Exercise brief: The required output is the complete listing, copied word for word.

Data:
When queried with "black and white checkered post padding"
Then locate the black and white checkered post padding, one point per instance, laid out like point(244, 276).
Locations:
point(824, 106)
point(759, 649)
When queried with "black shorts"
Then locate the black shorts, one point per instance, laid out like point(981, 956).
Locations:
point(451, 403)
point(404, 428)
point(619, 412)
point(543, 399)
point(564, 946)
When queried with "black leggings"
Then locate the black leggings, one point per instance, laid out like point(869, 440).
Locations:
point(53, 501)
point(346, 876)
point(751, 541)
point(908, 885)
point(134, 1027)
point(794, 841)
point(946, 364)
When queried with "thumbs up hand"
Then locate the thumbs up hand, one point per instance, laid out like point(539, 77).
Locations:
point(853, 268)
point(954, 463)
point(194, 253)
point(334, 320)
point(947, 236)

Solution to the problem:
When queried with "black and white checkered post padding"
Then locate the black and white checkered post padding, one point per instance, laid out like point(244, 276).
Locations:
point(824, 106)
point(759, 649)
When queried with "black shorts"
Then locate the black shorts, one point per instance, laid out like point(981, 956).
Locations:
point(451, 403)
point(404, 428)
point(619, 412)
point(543, 399)
point(564, 946)
When queried with "black leggings"
Then locate the black leggings, one point per instance, laid out like point(869, 440).
Locations:
point(53, 501)
point(346, 876)
point(751, 541)
point(908, 885)
point(134, 1027)
point(794, 841)
point(946, 364)
When queried with "thumbs up hand"
Then locate the thumbs up hand, one point per instance, laid out like point(539, 77).
Locations:
point(853, 268)
point(954, 463)
point(194, 253)
point(334, 320)
point(947, 236)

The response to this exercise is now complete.